[Start of DOCUMENT SEGMENT]

Good things happen to men who do dishes and tidy up their rooms, especially if they listen to good radio stations. Here are a couple of highlights from a mere 90 minutes of radio (plus a little scrubbing, a little filing, a little man, look at this place!).

Hail to Jane.  How do we make cities work? Three radio guests offered their answers, their hopes and despair, about the state of cities in Canada, in everywhere. Reverend Bowtie (aka Michael Enright) was piloting The Sunday Edition, and navigating the airwaves with him were architect Brigitte Shim, a former Vancouver planner (was it Larry Beasley? Ah, the downside to writers doing dishes: poor note-taking), and Toronto’s William Thorsell, a former Globe and Mail editor and now head of the Royal Ontario Museum. They were talking cities, and responding to Enright’s how do they work questions. They decried city development that was piecemeal and commodified and developer-driven. They argued that density wasn’t a bad word, if it was combined with humanity and concern for the building of coherent and livable communities within a city. Shim, in particular, wondered how long it would be before we figured out that bulldozing prime farmland for sprawling one-family commuter suburbs might not be a sustainable practice. Thorsell, in particular, confessed his shame at being a Torontonian every time he visits Vancouver, a world model for urban sustainability. And Beasley – if I’ve actually got the right guy – was particularly humble in discussing what North American cities might be able to learn from what Vancouver is doing. (So why hail Jane? Because behind all this thinking and re-thinking about what can make cities the centre of art, culture, science, dynamic forms of human understanding, is the astoundingly clear and still-ringing voice of the late Jane Jacobs. The only reason I could even follow this morning’s conversation was because I finally read her brilliant book The Death and Life of Great American Cities last year. Few books have informed me like this one.)

[End of DOCUMENT SEGMENT]

WRITTEN REQUEST 1
Reproduce the passage of the post about the city-planning radio discussion starting at "Good things happen" and ending at "at this place!).".
WRITTEN REQUEST 2
Answer these questions from the post about the city-planning radio discussion:
(a) How many minutes of radio does the writer mention listening to?
(b) Which program was Michael Enright piloting?
(c) Which Jane Jacobs book did the writer read last year?
WRITTEN REQUEST 3
Pick up the post about the city-planning radio discussion after its final sentence and keep writing it.

[Start of DATA EXTRACT]

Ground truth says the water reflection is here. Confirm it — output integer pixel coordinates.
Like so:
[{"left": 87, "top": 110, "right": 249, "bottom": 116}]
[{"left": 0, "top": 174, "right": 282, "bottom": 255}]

[End of DATA EXTRACT]

WRITTEN REPLY 1
Good things happen to men who do dishes and tidy up their rooms, especially if they listen to good radio stations. Here are a couple of highlights from a mere 90 minutes of radio (plus a little scrubbing, a little filing, a little man, look at this place!).

WRITTEN REPLY 2
(a) 90 minutes
(b) The Sunday Edition
(c) The Death and Life of Great American Cities

WRITTEN REPLY 3
Hail to Ingrid. Check this out. Not only is she a woman, not only is her name Ingrid, but she grew up as a devout Roman Catholic in Kitchener, Ontario. This seemingly ordinary constellation of facts becomes astonishing when you hear, as I did this morning for the first time, that Ingrid Mattson has been elected President of the Islamic Society of North America. (She had been a vice-president since 2001, and a good profile of her from that year can be found here.) She converted to Islam as a young woman, having rediscovered in Muslim practice the child-like wonder and reverence she had loved as a Christian child. She also found great scope and comfort for her brilliant mind, and she is now professor of Islamic studies at Hartford Seminary in Connecticut. What a calm and intelligent voice she has! And what a potent perspective she brings to Muslim communities around the world, and to those who wish to better understand Islam, as a woman of European/Christian heritage, Canadian upbringing and profound Muslim scholarship, a wife, mother, academic and Western convert to the Faith of Muhammad. I’m glad to know Ingrid is at work in the world.

Hail to Agnes. For a reason I didn’t entirely catch, there was a brief tribute to Agnes McPhail in my radio, too. In the first year that Canadian women had the right to vote — did you know it was 1921? — McPhail was elected to Canada’s House of Commons as the first – and for a long time, the only – woman Member of Parliament. She served nobly until 1940, and later spent five years as an Ontario M.P.P. I heard her voice for the first time this morning, a tape of a CBC interview from the late 1930s, I think. Here was another smart and serene (and quietly fierce) female voice. (It’s the same voice she used when, heckled by a fellow MP — “Hey Agnes, don’t you wish you were a man?!” — she fixed him with a cool stare and said “Why yes, don’t you?”) She had an eloquence we don’t often hear these days, and a flatness of tone that showed no evidence of media training or the search for the perfect sound-bite. Yet she was incisive, clear and almost unbelievably modern in her views, without the shrill extremes that often accompany contemporary quests for justice. Except perhaps for the diction, her discussion could only be dated by the laughably archaic worries of the male union leader she was quietly slaughtering in debate.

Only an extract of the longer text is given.